Brano di riferimento:
########################################
Era egli anche stato ambasciadore del re alla repubblica di Genova, e trovavasi consigliere nel consiglio di Castiglia. Egli adunque nel seguente giorno alla partenza del serenissimo vicerè, cioè a dire a’ 29 di maggio andò alla cattedrale, dove lettosi il dispaccio viceregio fe il solito giuramento, e prese possesso della presidenza del regno (1623).
Era già il tempo vicino a celebrarsi l’ordinario parlamento, e questo presidente del regno lo convocò nella sala del regio palagio di Palermo il primo dì del mese di luglio. Arrivato il detto giorno non richiese egli ai parlamentarî che i consueti ordinarî donativi, i quali furono di comun consenso accordati dagli ordini dello stato, da’ quali furono anche offerti i cinque mila fiorini a S.E., e dati i soliti regali al suo cameriere maggiore, ed a’ regî uffiziali (1624).
Poco sopravvisse questo governante alla celebrazione del parlamento; imperocchè infermatosi a’ tre dello stesso mese con grave malattia, a’ 10 finì di vivere. Prima di abbandonare questa terra pensò a scegliersi un sostituto, che governasse il regno, fino che il re avesse eletto il nuovo vicerè. Desiderava egli di lasciare in questo posto il proprio figliuolo Giuseppe Bricel Ronchiglio, ma vi si oppose il sacro consiglio sul motivo, che non avendo la facoltà di sostituire, che i soli vicerè (tale allora era l’ordine delle cose), nè essendo egli, che presidente del regno sostituito da sua altezza Giovanni d’Austria, non era in suo potere il darsi un successore. Si arrese a questa difficoltà il moribondo cavaliere, e chiese perciò ai consiglieri, cosa in queste emergenze fosse d’uopo di fare; col voto de’ quali fu risoluto, che fosse espediente di lasciare interinamente monsignor Martino de Leon arcivescovo di Palermo.
########################################
Dati grezzi:
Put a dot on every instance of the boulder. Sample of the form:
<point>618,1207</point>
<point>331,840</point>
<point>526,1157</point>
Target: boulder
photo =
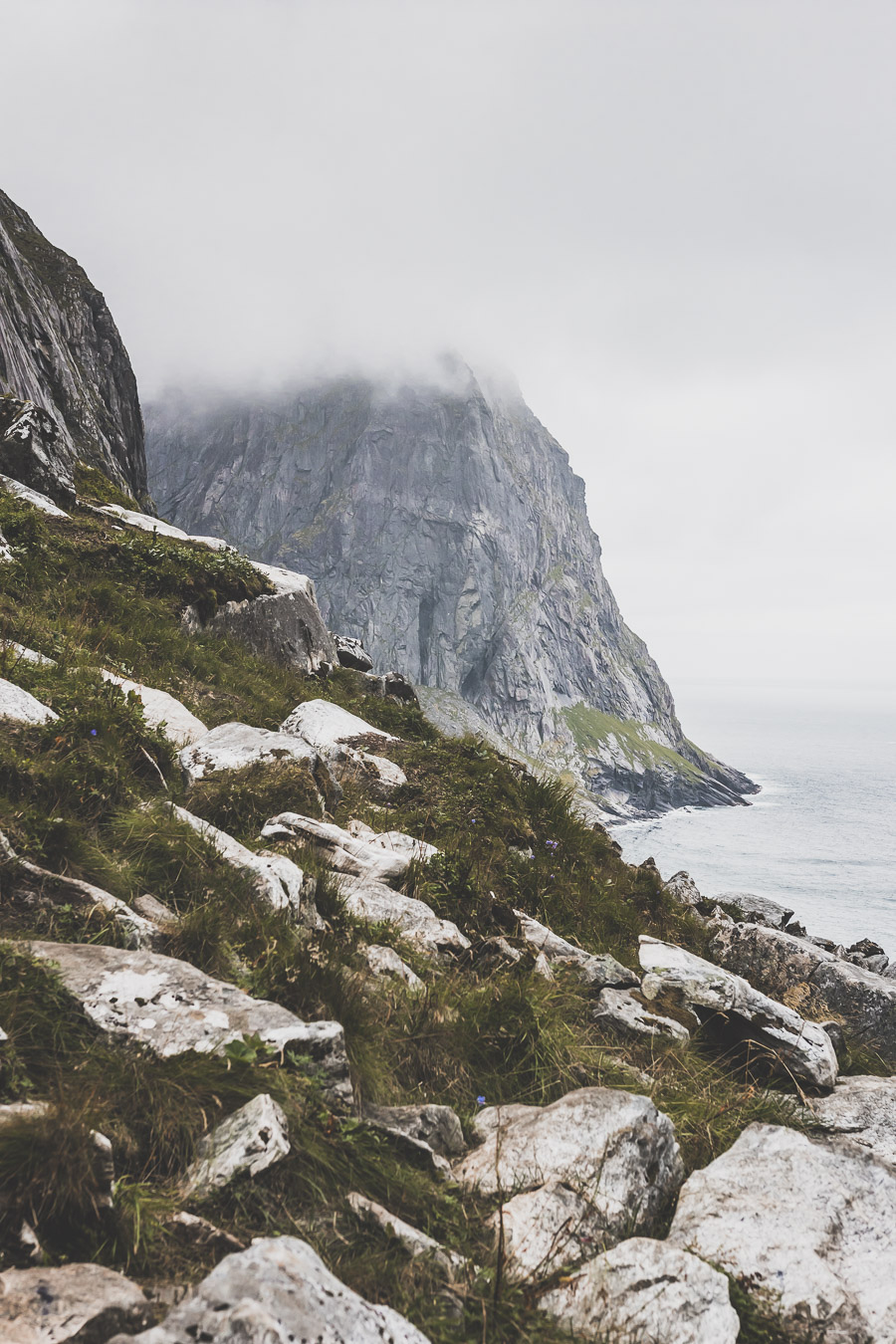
########################################
Compiti da svolgere:
[1] Stabilisci se ciascuna delle seguenti affermazioni concorda con il brano, rispondendo sì o no e riportando tra virgolette le parole del brano che lo decidono: (a) il presidente prese possesso della presidenza del regno nella cattedrale il 29 maggio; (b) il parlamento fu convocato nella cattedrale di Palermo; (c) il sacro consiglio approvò che il figlio Giuseppe Bricel Ronchiglio governasse il regno.
[2] Elenca tutte le persone che nel brano sono indicate con il loro nome.
I record non hanno alcun rapporto con il brano.

Risposte per numero:
[1]
(a) Sì: "a’ 29 di maggio andò alla cattedrale, dove lettosi il dispaccio viceregio fe il solito giuramento, e prese possesso della presidenza del regno"
(b) No: "lo convocò nella sala del regio palagio di Palermo"
(c) No: "ma vi si oppose il sacro consiglio"

[2]
Giuseppe Bricel Ronchiglio
Giovanni d’Austria
Martino de Leon